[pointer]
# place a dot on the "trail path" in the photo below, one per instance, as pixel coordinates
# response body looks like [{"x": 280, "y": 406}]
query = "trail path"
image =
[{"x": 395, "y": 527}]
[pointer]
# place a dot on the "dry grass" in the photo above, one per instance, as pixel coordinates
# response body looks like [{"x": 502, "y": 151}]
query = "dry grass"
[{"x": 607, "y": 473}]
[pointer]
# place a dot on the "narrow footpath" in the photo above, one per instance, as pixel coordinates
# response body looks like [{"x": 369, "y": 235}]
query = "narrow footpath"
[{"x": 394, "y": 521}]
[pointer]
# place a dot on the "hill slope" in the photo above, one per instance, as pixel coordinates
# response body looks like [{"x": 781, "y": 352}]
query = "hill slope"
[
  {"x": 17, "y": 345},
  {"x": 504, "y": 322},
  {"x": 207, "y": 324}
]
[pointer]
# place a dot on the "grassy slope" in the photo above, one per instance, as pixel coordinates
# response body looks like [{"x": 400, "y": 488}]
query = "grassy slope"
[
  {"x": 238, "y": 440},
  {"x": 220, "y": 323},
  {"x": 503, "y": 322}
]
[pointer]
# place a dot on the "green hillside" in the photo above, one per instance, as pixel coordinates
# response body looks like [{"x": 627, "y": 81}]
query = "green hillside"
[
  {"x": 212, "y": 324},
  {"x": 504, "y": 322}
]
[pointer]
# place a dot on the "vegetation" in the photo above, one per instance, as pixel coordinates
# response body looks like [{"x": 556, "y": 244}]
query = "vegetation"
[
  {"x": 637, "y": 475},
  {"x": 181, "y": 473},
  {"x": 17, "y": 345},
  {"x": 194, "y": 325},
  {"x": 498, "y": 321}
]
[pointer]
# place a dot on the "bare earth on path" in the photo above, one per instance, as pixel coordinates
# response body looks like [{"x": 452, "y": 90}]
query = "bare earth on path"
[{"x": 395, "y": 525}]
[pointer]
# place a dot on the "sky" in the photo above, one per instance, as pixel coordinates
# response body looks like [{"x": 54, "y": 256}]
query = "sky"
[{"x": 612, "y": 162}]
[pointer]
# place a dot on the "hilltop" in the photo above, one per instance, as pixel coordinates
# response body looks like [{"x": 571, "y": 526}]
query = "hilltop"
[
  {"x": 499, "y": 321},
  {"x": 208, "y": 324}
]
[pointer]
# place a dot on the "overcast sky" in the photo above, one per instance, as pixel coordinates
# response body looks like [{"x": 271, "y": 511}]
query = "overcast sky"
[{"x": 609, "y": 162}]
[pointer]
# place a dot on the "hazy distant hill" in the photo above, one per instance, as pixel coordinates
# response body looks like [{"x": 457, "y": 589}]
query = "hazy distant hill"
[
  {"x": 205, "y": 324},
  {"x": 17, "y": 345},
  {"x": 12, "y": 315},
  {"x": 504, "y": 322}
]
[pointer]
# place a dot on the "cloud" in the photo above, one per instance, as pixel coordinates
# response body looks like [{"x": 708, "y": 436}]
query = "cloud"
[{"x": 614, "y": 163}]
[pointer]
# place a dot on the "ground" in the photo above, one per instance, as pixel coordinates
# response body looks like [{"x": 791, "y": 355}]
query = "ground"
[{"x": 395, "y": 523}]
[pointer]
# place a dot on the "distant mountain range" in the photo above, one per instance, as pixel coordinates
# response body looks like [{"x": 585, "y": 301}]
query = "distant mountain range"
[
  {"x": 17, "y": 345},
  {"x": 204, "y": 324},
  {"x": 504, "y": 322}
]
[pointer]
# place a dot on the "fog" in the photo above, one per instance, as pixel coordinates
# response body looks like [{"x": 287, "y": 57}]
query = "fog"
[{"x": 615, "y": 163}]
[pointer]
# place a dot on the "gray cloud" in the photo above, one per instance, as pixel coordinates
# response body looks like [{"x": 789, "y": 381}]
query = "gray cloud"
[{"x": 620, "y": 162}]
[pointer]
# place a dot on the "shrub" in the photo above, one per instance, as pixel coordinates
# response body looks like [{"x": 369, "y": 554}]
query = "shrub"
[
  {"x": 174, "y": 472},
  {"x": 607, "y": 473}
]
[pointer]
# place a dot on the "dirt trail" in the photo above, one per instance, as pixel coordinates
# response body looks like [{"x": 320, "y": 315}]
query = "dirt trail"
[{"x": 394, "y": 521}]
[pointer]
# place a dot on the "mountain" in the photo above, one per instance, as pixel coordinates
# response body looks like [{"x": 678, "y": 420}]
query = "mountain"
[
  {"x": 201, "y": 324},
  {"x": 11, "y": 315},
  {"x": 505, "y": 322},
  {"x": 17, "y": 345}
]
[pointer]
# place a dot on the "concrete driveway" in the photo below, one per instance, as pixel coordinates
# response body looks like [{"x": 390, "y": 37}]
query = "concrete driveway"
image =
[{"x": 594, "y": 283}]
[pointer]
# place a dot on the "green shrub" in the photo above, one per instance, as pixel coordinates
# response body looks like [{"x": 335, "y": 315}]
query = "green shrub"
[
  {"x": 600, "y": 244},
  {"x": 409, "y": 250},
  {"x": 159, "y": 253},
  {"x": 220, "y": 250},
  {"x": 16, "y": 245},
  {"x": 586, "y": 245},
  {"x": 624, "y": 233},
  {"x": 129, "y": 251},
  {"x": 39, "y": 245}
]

= AIM OF THE TASK =
Lines that include the word "driveway" are to be extracted from the data above.

= RESULT =
# place a dot on the "concrete driveway" in the photo below, one per instance, as pixel coordinates
query = "concrete driveway"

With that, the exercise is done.